Importing Required Modules and importing Normalized Dataset

In [ ]:
import numpy as np
import pandas as pd
import matplotlib.pyplot as plt
In [2]:
df_it = pd.read_csv('IT_Normalized.csv')
df_ce = pd.read_csv('CE_Normalized.csv')
df_etc = pd.read_csv('ETC_Normalized.csv')

Visualizing the DataSets

In [3]:
fig, axis = plt.subplots(1, 3, figsize = (18, 5))
# IT
axis[0].scatter(df_it['SEM_3_SGPA'], df_it['SEM_4_SGPA'], color = "blue")
axis[0].set_title("IT")
axis[0].set_xlim([0.5, 1])
axis[0].set_ylim([0, 1])
axis[0].set_xlabel("SEM 3")
axis[0].set_ylabel("SEM 4")
# CE
axis[1].scatter(df_ce['SEM_3_SGPA'], df_ce['SEM_4_SGPA'], color = "green")
axis[1].set_title("CE")
axis[1].set_xlim([0.5, 1])
axis[1].set_ylim([0, 1])
axis[1].set_xlabel("SEM 3")
axis[1].set_ylabel("SEM 4")
# ETC
axis[2].scatter(df_etc['SEM_3_SGPA'], df_etc['SEM_4_SGPA'], color = "red")
axis[2].set_title("ETC")
axis[2].set_xlim([0.5, 1])
axis[2].set_ylim([0, 1])
axis[2].set_xlabel("SEM 3")
axis[2].set_ylabel("SEM 4")

plt.suptitle("Marks Obtained by students in Semester 3 vs Semester 4", fontsize = 14)
plt.show()
In [4]:
fig, axis = plt.subplots(1, 1, figsize=(8,8))
axis.scatter(df_it['SEM_3_SGPA'], df_it['SEM_4_SGPA'], color = "blue", label = "IT")
axis.scatter(df_ce['SEM_3_SGPA'], df_ce['SEM_4_SGPA'], color = "green", label = "CE")
axis.scatter(df_etc['SEM_3_SGPA'], df_etc['SEM_4_SGPA'], color = "red", label = "ETC")
────────
— Required work —
**A.** Copy word for word the part of the semester marks notebook starting at "axis[2].set_xlim([0.5, 1])" and ending at "plt.subplots(1, 1, figsize=(8,8))".
**B.** Pick up the semester marks notebook after its last line and keep writing it.
────────
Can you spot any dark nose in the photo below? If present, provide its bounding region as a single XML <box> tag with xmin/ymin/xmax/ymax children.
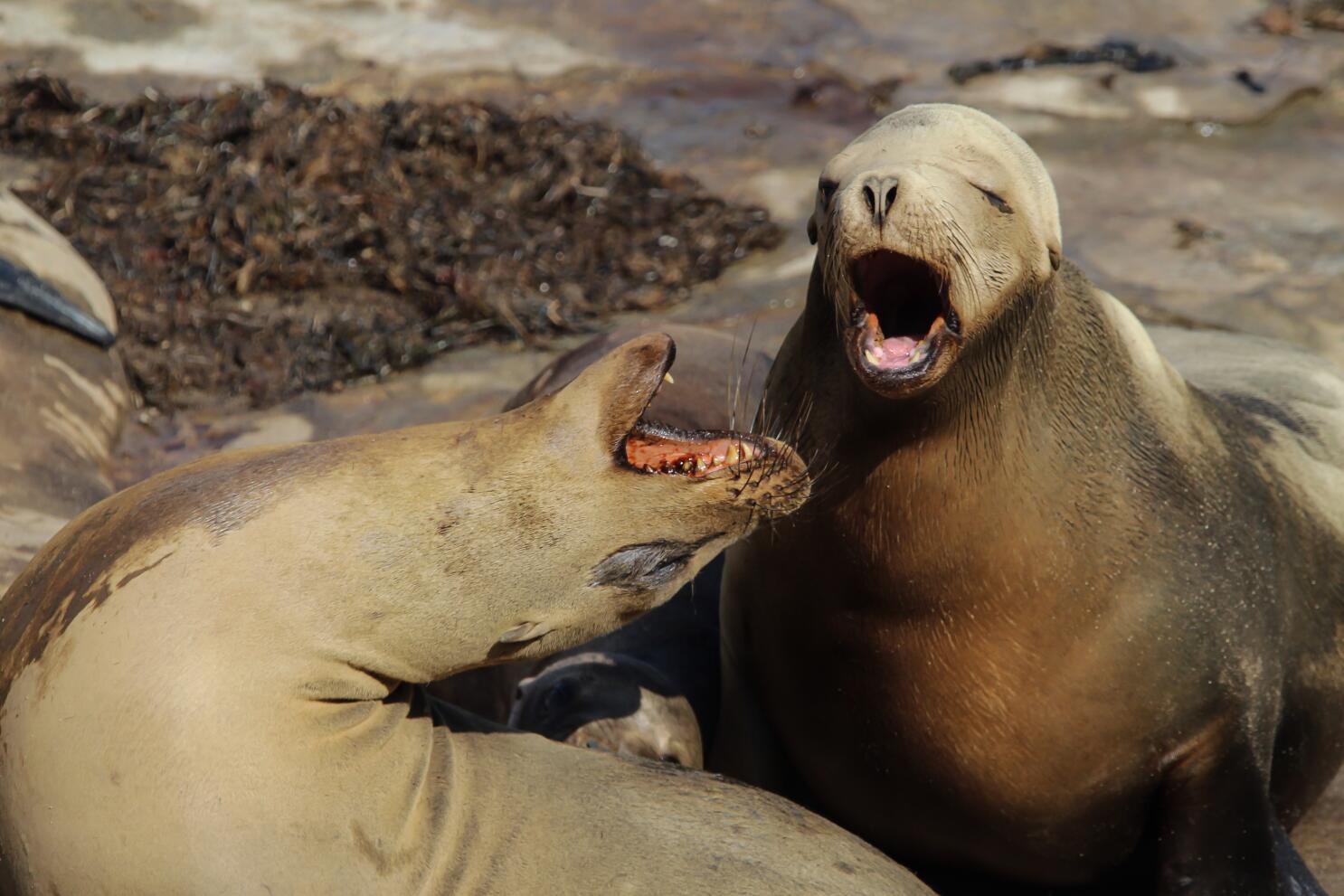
<box><xmin>863</xmin><ymin>174</ymin><xmax>901</xmax><ymax>230</ymax></box>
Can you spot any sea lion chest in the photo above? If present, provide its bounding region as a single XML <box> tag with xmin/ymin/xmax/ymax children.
<box><xmin>724</xmin><ymin>459</ymin><xmax>1197</xmax><ymax>882</ymax></box>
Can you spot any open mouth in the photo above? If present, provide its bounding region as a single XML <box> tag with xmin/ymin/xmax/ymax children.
<box><xmin>621</xmin><ymin>418</ymin><xmax>770</xmax><ymax>479</ymax></box>
<box><xmin>617</xmin><ymin>359</ymin><xmax>778</xmax><ymax>479</ymax></box>
<box><xmin>849</xmin><ymin>250</ymin><xmax>961</xmax><ymax>380</ymax></box>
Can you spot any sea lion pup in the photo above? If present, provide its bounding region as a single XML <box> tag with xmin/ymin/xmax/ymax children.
<box><xmin>508</xmin><ymin>650</ymin><xmax>705</xmax><ymax>769</ymax></box>
<box><xmin>0</xmin><ymin>335</ymin><xmax>927</xmax><ymax>896</ymax></box>
<box><xmin>710</xmin><ymin>105</ymin><xmax>1344</xmax><ymax>895</ymax></box>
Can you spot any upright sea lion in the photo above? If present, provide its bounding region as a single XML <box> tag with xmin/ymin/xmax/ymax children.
<box><xmin>432</xmin><ymin>323</ymin><xmax>770</xmax><ymax>767</ymax></box>
<box><xmin>0</xmin><ymin>335</ymin><xmax>929</xmax><ymax>896</ymax></box>
<box><xmin>0</xmin><ymin>188</ymin><xmax>130</xmax><ymax>591</ymax></box>
<box><xmin>710</xmin><ymin>105</ymin><xmax>1344</xmax><ymax>895</ymax></box>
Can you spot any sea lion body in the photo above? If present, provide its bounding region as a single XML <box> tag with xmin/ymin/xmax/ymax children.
<box><xmin>711</xmin><ymin>106</ymin><xmax>1344</xmax><ymax>895</ymax></box>
<box><xmin>434</xmin><ymin>324</ymin><xmax>770</xmax><ymax>767</ymax></box>
<box><xmin>0</xmin><ymin>189</ymin><xmax>130</xmax><ymax>591</ymax></box>
<box><xmin>0</xmin><ymin>337</ymin><xmax>927</xmax><ymax>896</ymax></box>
────────
— Answers —
**A.**
axis[2].set_xlim([0.5, 1])
axis[2].set_ylim([0, 1])
axis[2].set_xlabel("SEM 3")
axis[2].set_ylabel("SEM 4")

plt.suptitle("Marks Obtained by students in Semester 3 vs Semester 4", fontsize = 14)
plt.show()
In [4]:
fig, axis = plt.subplots(1, 1, figsize=(8,8))

**B.**
axis.set_title("Combined")
axis.set_xlabel("SEM 3")
axis.set_ylabel("SEM 4")
axis.legend()
plt.show()
In [5]:
fig, axis = plt.subplots(1, 3, figsize = (18, 5))
# IT
axis[0].scatter(df_it['SEM_3_INTERNAL'], df_it['SEM_4_INTERNAL'], color = "blue")
axis[0].set_title("IT")
axis[0].set_xlim([0, 1])
axis[0].set_ylim([0, 1])
axis[0].set_xlabel("SEM 3")
axis[0].set_ylabel("SEM 4")
# CE
axis[1].scatter(df_ce['SEM_3_INTERNAL'], df_ce['SEM_4_INTERNAL'], color = "green")
axis[1].set_title("CE")
axis[1].set_xlim([0, 1])
axis[1].set_ylim([0, 1])
axis[1].set_xlabel("SEM 3")
axis[1].set_ylabel("SEM 4")
# ETC
axis[2].scatter(df_etc['SEM_3_INTERNAL'], df_etc['SEM_4_INTERNAL'], color = "red")
axis[2].set_title("ETC")
axis[2].set_xlim([0, 1])
axis[2].set_ylim([0, 1])
axis[2].set_xlabel("SEM 3")
axis[2].set_ylabel("SEM 4")

plt.suptitle("Internal marks obtained by students in semister 3 vs semister 4", fontsize = 14)
plt.show()
In [6]:
fig, axis = plt.subplots(1, 3, figsize = (18, 5))
# IT
axis[0].scatter(df_it['SEM_4_INTERNAL'], df_it['SEM_4_EXTERNAL'], color = "blue")
axis[0].set_title("IT")
axis[0].set_xlim([0, 1])
axis[0].set_ylim([0, 1])
axis[0].set_xlabel("SEM 4 Internal")
axis[0].set_ylabel("SEM 4 External")
# CE
axis[1].scatter(df_ce['SEM_4_INTERNAL'], df_ce['SEM_4_EXTERNAL'], color = "green")
axis[1].set_title("CE")
axis[1].set_xlim([0, 1])
axis[1].set_ylim([0, 1])
axis[1].set_xlabel("SEM 4 Internal")
axis[1].set_ylabel("SEM 4 External")
# ETC
axis[2].scatter(df_etc['SEM_4_INTERNAL'], df_etc['SEM_4_EXTERNAL'], color = "red")
axis[2].set_title("ETC")
axis[2].set_xlim([0, 1])
axis[2].set_ylim([0, 1])
axis[2].set_xlabel("SEM 4 Internal")
axis[2].set_ylabel("SEM 4 External")

plt.suptitle("Internal marks obtained by students vs External marks in semister 4", fontsize = 14)
plt.show()
In [7]:
def countStundents(df, nbins, subnames):
    diff = 1 / nbins
    tmp = pd.DataFrame(index = subnames, columns = [f"{x}, {x +diff}" for x in filters])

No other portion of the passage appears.